* [ACTIVITY]: From the thread on CD brands, reproduce word for word the passage that opens with "Thanks in advance." and closes with "them in bulk.".
[EXCERPTED TEXT Boundary: Start]
21st July 2004, 03:51 PM
Which brand of CD ROM/RW to use?
I'm scanning my precious negs into digital format, and i'm hoping of some advice from the experienced digital users.
I would like to which brand/type of CD to use to burn my scanned negs into. If you can please give me a estimate cost and where i can get them. I'm interested in both RW and Read only formats.
Thanks in advance.
21st July 2004, 05:56 PM
I presume you're looking into archival quality CD-Rs? CD-RWs are not recommended since they have a shorter lifespan compared to CD-Rs.
Verbatim and Kodak produces archival quality CDs, but are pretty ex--from my last impression they can cost around a dollar each, in single jewel cases. Not too sure if they sell them in bulk.
21st July 2004, 08:48 PM
Heard about this Taiyo Yuiden dye from HWZ clinic, supposedly to be very good, perhaps you can check it out.
21st July 2004, 09:05 PM
TDK Gold. Excellent CDR. About $40 for 100pcs.
21st July 2004, 09:14 PM
Originally Posted by espn
Basically, there are 3 main type of dye used in the manufacture of CD. The most common type which is used by majority of CD manufacturers is Cyanine, patented by Taiyo Yuiden, which is not a stable dye on its own and needs to add other chemical to stablise it. Phytalocyanine, patented by Mitsui Chemical, is the most stable dye and is used in high end CD espcially those expensive Kodak Gold and Mitsui CDs. The other - Azo (patented by Mitsubishi) is better than Cyanine but slightly less stable than Phtalocyanine.
[EXCERPTED TEXT Boundary: End]
[DATA SECTION Boundary: Start]
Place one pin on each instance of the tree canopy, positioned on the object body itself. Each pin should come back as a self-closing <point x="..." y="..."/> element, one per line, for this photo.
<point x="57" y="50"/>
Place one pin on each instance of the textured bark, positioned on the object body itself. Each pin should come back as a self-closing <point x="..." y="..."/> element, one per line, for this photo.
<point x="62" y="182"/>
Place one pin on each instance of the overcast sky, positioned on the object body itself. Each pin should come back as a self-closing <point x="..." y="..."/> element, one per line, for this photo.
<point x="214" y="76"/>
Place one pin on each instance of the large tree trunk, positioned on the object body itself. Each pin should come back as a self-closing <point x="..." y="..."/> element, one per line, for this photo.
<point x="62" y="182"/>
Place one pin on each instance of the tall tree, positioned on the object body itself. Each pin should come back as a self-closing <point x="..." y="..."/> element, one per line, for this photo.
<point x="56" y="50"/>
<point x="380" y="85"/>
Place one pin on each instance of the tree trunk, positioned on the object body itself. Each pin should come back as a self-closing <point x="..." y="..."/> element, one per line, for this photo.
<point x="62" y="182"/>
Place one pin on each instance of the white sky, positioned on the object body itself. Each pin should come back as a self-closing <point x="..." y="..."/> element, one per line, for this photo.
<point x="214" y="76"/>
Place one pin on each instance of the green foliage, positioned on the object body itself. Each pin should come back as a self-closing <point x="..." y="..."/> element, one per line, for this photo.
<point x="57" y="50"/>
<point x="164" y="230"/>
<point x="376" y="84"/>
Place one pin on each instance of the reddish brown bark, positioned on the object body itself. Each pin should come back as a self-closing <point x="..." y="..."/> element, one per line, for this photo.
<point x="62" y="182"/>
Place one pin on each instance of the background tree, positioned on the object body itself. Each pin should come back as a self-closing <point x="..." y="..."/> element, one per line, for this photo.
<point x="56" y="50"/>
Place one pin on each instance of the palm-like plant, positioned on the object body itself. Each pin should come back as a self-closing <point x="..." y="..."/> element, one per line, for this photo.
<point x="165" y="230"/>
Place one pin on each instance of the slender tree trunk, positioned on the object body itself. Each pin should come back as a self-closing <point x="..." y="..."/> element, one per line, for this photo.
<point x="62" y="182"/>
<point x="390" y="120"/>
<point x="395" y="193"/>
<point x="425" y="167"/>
[DATA SECTION Boundary: End]
* [FINISHED EXERCISE]:
Thanks in advance.
21st July 2004, 05:56 PM
I presume you're looking into archival quality CD-Rs? CD-RWs are not recommended since they have a shorter lifespan compared to CD-Rs.
Verbatim and Kodak produces archival quality CDs, but are pretty ex--from my last impression they can cost around a dollar each, in single jewel cases. Not too sure if they sell them in bulk.